=== Task prompt ===
Transcribe all of the material below word for word and leave out its pictures.

-------- Supplied records

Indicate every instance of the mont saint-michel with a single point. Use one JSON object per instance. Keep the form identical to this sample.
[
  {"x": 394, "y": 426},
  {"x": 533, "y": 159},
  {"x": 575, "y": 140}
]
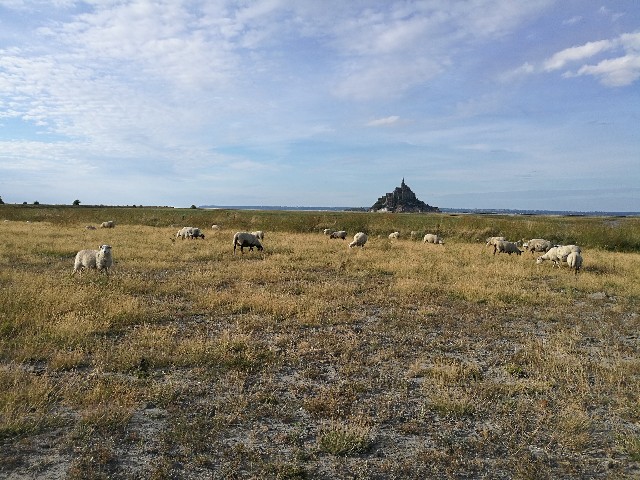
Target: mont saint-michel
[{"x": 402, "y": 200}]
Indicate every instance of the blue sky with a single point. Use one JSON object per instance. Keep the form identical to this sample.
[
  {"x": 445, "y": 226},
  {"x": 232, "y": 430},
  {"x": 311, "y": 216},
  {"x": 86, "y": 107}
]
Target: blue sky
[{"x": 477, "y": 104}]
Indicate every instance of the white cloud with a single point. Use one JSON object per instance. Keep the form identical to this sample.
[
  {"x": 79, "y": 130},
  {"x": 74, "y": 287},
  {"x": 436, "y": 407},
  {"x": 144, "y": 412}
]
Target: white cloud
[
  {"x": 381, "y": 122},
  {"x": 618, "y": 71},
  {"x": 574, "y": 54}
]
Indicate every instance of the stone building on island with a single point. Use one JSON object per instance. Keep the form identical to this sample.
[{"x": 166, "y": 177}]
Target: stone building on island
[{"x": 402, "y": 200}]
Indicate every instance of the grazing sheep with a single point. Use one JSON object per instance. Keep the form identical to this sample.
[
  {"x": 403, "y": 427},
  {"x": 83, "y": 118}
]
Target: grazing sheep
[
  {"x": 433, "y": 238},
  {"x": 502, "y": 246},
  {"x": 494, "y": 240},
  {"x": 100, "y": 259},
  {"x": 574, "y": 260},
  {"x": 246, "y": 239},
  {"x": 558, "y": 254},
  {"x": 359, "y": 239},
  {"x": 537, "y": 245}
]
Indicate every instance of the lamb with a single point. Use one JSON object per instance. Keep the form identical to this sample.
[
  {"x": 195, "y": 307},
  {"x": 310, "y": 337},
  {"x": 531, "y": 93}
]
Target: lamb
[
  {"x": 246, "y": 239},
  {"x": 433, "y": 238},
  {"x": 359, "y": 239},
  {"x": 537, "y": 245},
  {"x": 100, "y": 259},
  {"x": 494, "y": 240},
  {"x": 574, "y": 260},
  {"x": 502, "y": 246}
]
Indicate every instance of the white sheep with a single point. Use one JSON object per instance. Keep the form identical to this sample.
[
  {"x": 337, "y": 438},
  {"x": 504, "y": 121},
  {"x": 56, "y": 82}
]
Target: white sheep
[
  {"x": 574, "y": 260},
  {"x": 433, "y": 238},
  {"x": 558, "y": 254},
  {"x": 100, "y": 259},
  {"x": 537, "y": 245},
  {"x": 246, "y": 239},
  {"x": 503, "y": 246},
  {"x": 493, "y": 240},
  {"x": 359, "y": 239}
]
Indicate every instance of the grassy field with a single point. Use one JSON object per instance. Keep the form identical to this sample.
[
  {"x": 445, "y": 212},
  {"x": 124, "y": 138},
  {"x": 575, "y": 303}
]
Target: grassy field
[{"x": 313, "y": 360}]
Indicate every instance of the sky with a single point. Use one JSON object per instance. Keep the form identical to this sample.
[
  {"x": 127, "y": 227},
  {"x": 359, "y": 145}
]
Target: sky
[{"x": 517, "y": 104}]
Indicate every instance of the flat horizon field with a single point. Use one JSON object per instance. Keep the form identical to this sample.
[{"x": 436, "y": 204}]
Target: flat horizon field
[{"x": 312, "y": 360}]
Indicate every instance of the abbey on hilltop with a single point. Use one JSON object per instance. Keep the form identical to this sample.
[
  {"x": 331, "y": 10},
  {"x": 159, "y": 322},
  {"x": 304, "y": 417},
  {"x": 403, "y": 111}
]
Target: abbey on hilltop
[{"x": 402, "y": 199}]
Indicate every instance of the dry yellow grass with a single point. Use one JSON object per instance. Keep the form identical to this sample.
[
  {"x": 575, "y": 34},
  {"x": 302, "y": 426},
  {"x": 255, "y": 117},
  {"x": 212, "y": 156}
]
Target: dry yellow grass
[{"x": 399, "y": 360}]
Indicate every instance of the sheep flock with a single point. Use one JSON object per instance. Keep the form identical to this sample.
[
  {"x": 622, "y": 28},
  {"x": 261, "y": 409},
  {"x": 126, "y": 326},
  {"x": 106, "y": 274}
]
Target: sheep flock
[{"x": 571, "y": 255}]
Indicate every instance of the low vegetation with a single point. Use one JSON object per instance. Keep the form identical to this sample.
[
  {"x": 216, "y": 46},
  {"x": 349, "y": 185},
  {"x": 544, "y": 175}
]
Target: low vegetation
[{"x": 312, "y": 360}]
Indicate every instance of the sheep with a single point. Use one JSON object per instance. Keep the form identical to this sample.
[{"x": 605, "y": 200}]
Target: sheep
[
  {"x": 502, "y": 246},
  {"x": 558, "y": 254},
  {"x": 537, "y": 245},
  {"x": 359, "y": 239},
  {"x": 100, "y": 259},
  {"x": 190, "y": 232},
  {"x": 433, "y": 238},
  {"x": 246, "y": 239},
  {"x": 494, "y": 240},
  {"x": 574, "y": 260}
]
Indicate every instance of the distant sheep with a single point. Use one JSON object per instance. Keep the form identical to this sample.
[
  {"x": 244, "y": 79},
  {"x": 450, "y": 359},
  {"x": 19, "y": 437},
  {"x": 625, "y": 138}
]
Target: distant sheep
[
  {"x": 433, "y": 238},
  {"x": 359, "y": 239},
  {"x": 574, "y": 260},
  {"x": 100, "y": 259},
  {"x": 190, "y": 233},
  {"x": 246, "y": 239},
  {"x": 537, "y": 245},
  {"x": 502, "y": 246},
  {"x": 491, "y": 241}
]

----------------

=== Written reply ===
Indicate every instance of the mont saint-michel with a single point. Use one JSON object per instance. Keep the form identical to this sample.
[
  {"x": 394, "y": 426},
  {"x": 533, "y": 159},
  {"x": 575, "y": 140}
]
Target: mont saint-michel
[{"x": 402, "y": 200}]
Indicate every instance of the blue sky with a single point. Use one JSON object per instance. Keep the form identical to this sample.
[
  {"x": 445, "y": 226},
  {"x": 232, "y": 430},
  {"x": 311, "y": 216},
  {"x": 86, "y": 107}
]
Target: blue sky
[{"x": 477, "y": 104}]
Indicate every instance of the white cloud with a single point. Use one JSON object per instance. Keep the form identical to this sample.
[
  {"x": 79, "y": 130},
  {"x": 74, "y": 287},
  {"x": 436, "y": 407},
  {"x": 144, "y": 412}
]
Target: white cloud
[
  {"x": 381, "y": 122},
  {"x": 618, "y": 71},
  {"x": 574, "y": 54}
]
Indicate every instance of the stone building on island with a single point. Use one JSON object per instance. Keep the form identical to this sample.
[{"x": 166, "y": 177}]
Target: stone building on island
[{"x": 402, "y": 200}]
Indicate every instance of the grazing sheep with a single point. Use one JSON object per instance. Keep the form identical to this sample.
[
  {"x": 403, "y": 427},
  {"x": 83, "y": 118}
]
Target: grazing sheep
[
  {"x": 433, "y": 238},
  {"x": 502, "y": 246},
  {"x": 494, "y": 240},
  {"x": 100, "y": 259},
  {"x": 574, "y": 260},
  {"x": 246, "y": 239},
  {"x": 558, "y": 254},
  {"x": 359, "y": 239},
  {"x": 537, "y": 245}
]
Indicate every instance of the lamb with a single point. Use one JSON object per instance. Keep the form identical to this sample.
[
  {"x": 195, "y": 307},
  {"x": 310, "y": 337},
  {"x": 531, "y": 93}
]
Target: lamb
[
  {"x": 246, "y": 239},
  {"x": 433, "y": 238},
  {"x": 359, "y": 239},
  {"x": 537, "y": 245},
  {"x": 100, "y": 259},
  {"x": 494, "y": 240},
  {"x": 574, "y": 260},
  {"x": 502, "y": 246}
]
Indicate every instance of the white sheep with a single point. Use one JSON object per instance. Keep the form identical to this sample.
[
  {"x": 337, "y": 438},
  {"x": 504, "y": 121},
  {"x": 56, "y": 82}
]
Target: white sheep
[
  {"x": 574, "y": 260},
  {"x": 433, "y": 238},
  {"x": 558, "y": 254},
  {"x": 100, "y": 259},
  {"x": 537, "y": 245},
  {"x": 246, "y": 239},
  {"x": 503, "y": 246},
  {"x": 493, "y": 240},
  {"x": 359, "y": 239}
]
Indicate every instance of the grassy field with a single point. Use one JSON object per instance. Keep the form identical to this sample.
[
  {"x": 445, "y": 212},
  {"x": 124, "y": 138},
  {"x": 575, "y": 303}
]
Target: grassy field
[{"x": 313, "y": 360}]
Indicate every instance of the sky with a single point. Use one JSON object per instance. Keep the form identical to this sample.
[
  {"x": 127, "y": 227},
  {"x": 359, "y": 145}
]
Target: sky
[{"x": 517, "y": 104}]
Indicate every instance of the flat horizon field with a single point. Use one JSON object per instance. Keep the form identical to this sample.
[{"x": 436, "y": 204}]
Target: flat horizon field
[{"x": 312, "y": 360}]
Indicate every instance of the abbey on hilltop with a single point. Use one JSON object per instance. Keep the form identical to this sample.
[
  {"x": 331, "y": 10},
  {"x": 159, "y": 322},
  {"x": 304, "y": 417},
  {"x": 403, "y": 111}
]
Target: abbey on hilltop
[{"x": 402, "y": 199}]
Indicate every instance of the dry yellow grass with a single point. Use one JSON object per instance. Keep the form identical to this sample.
[
  {"x": 575, "y": 34},
  {"x": 302, "y": 426},
  {"x": 255, "y": 117},
  {"x": 212, "y": 156}
]
Target: dry yellow grass
[{"x": 399, "y": 360}]
Indicate every instance of the sheep flock with a single point. Use one JSON object per instance. Keep the form identical to this sample.
[
  {"x": 622, "y": 28},
  {"x": 261, "y": 409},
  {"x": 126, "y": 326},
  {"x": 106, "y": 274}
]
Target: sheep flock
[{"x": 571, "y": 255}]
Indicate every instance of the low vegetation with a single point. Use one JSON object per instance. Keep the form identical to this sample.
[
  {"x": 216, "y": 46},
  {"x": 349, "y": 185},
  {"x": 544, "y": 175}
]
Target: low vegetation
[{"x": 312, "y": 360}]
Indicate every instance of the sheep with a single point. Use one JSON object per instance. Keep the form identical to this sample.
[{"x": 605, "y": 200}]
Target: sheep
[
  {"x": 502, "y": 246},
  {"x": 558, "y": 254},
  {"x": 537, "y": 245},
  {"x": 359, "y": 239},
  {"x": 100, "y": 259},
  {"x": 190, "y": 232},
  {"x": 433, "y": 238},
  {"x": 246, "y": 239},
  {"x": 494, "y": 240},
  {"x": 574, "y": 260}
]
Indicate every instance of the distant sheep with a single point. Use one JSON object per instance. Keep the form identical to this sample.
[
  {"x": 244, "y": 79},
  {"x": 450, "y": 359},
  {"x": 19, "y": 437},
  {"x": 625, "y": 138}
]
Target: distant sheep
[
  {"x": 433, "y": 238},
  {"x": 359, "y": 239},
  {"x": 574, "y": 260},
  {"x": 100, "y": 259},
  {"x": 190, "y": 233},
  {"x": 246, "y": 239},
  {"x": 537, "y": 245},
  {"x": 502, "y": 246},
  {"x": 491, "y": 241}
]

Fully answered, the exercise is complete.